((

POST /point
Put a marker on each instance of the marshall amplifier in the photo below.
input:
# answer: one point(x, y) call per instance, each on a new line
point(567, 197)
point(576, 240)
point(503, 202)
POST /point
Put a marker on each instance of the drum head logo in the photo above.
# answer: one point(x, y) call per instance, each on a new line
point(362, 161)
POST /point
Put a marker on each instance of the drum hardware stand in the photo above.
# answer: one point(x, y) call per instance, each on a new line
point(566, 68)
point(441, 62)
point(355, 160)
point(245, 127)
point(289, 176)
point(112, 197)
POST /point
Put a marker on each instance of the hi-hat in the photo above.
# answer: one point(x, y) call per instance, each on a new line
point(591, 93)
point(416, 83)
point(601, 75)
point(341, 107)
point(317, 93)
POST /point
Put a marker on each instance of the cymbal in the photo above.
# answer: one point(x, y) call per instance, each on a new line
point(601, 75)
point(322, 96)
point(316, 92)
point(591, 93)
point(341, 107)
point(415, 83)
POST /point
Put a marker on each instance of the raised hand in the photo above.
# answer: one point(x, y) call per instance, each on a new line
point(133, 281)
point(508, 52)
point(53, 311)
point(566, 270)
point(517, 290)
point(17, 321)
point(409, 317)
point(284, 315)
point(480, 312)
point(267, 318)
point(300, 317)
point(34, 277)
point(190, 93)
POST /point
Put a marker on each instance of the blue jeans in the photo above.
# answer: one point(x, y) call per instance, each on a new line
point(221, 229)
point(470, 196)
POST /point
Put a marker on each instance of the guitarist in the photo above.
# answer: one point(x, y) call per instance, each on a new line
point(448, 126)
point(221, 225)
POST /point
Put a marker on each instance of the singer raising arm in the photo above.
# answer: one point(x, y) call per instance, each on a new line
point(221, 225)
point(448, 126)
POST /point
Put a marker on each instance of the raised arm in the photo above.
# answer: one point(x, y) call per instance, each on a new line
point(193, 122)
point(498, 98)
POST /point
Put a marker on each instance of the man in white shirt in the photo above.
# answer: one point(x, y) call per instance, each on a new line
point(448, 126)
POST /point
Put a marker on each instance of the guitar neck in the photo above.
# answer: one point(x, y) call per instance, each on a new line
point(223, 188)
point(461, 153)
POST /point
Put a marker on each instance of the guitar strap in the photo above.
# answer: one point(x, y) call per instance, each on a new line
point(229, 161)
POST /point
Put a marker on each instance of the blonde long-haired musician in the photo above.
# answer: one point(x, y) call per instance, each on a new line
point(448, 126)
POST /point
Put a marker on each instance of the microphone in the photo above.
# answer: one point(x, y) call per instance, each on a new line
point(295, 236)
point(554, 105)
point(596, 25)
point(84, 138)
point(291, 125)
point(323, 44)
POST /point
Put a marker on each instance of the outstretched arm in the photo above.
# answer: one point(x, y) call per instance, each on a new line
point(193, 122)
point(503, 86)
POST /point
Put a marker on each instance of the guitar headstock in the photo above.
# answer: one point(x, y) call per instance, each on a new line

))

## Set task
Express the entire listing above as a numbered list with one line per entry, and leave out any blank lines.

## Full solution
1. POST /point
2. Put a marker on each instance of the marshall amplifier in the photo below.
3. input:
4. # answer: one point(x, y) call per instance, each on a new line
5. point(567, 197)
6. point(576, 240)
7. point(503, 202)
8. POST /point
9. Put a marker on each instance of the drum head logo in the photo above.
10. # answer: one point(x, y) call per instance, each on a new line
11. point(362, 161)
12. POST /point
13. Put a marker on each instance of the drum hardware stand in the photo above.
14. # answer: one point(x, y) call per instance, each on a new line
15. point(566, 68)
16. point(441, 62)
17. point(355, 160)
18. point(245, 127)
19. point(289, 176)
20. point(112, 197)
21. POST /point
22. Put a marker on each instance of the hi-hat in the photo above.
23. # answer: one point(x, y) call per instance, each on a new line
24. point(591, 93)
25. point(416, 83)
26. point(601, 75)
27. point(341, 107)
28. point(317, 93)
29. POST /point
30. Put a marker on each instance of the cymbal in the photo above.
31. # answer: one point(x, y) call per instance, each on a new line
32. point(601, 75)
33. point(322, 96)
34. point(316, 92)
35. point(591, 93)
36. point(341, 107)
37. point(415, 83)
38. POST /point
39. Put a marker on each instance of the raised hand in the photo above.
40. # answer: one point(x, y) call per instance, each on a new line
41. point(133, 281)
42. point(508, 52)
43. point(53, 311)
44. point(566, 270)
45. point(517, 290)
46. point(17, 321)
47. point(409, 317)
48. point(284, 315)
49. point(480, 312)
50. point(267, 318)
51. point(300, 317)
52. point(34, 277)
53. point(190, 93)
54. POST /point
55. Put a marker on each instance of the blue jeans in the photo above.
56. # answer: one point(x, y) call per instance, each on a new line
57. point(221, 229)
58. point(470, 196)
59. POST /point
60. Put a marker on each instance of the guitarist in the photo above.
61. # answer: one point(x, y) call per instance, each on a new line
62. point(448, 126)
63. point(221, 225)
64. POST /point
65. Put a marker on each instance of the singer raising arm in the photo above.
66. # answer: one point(x, y) call per instance, each on a new line
67. point(221, 225)
68. point(448, 126)
69. POST /point
70. Put a marker on each instance of the raised arm in the photo above.
71. # answer: one point(x, y) call per instance, each on a new line
72. point(193, 122)
73. point(498, 98)
74. POST /point
75. Put a marker on each instance of the man in white shirt in the photo above.
76. # answer: one point(x, y) call per instance, each on a new line
77. point(448, 126)
78. POST /point
79. Put a marker on each instance of the guitar neck in the photo above.
80. # answer: one point(x, y) call per instance, each on a new line
81. point(223, 188)
82. point(461, 153)
83. POST /point
84. Put a marker on each instance of the guitar strap in the photo above.
85. # answer: one point(x, y) call per instance, each on a new line
86. point(229, 161)
87. POST /point
88. Put a marker on each instance of the blonde long-haired musician in the photo above.
89. # answer: one point(x, y) call per instance, each on a new line
90. point(448, 126)
91. POST /point
92. Put a marker on each instance of the microphone in the photo above.
93. # answer: one point(x, y) call per instance, each on a new line
94. point(295, 236)
95. point(554, 105)
96. point(596, 25)
97. point(84, 138)
98. point(291, 125)
99. point(323, 44)
100. POST /point
101. Put a marker on each instance of the outstretched arm in the photo above.
102. # answer: one point(x, y) call per instance, each on a new line
103. point(193, 122)
104. point(503, 86)
105. POST /point
106. Put a marker on each instance of the guitar headstock in the photo above.
107. # answer: one point(x, y) call per instance, each on a new line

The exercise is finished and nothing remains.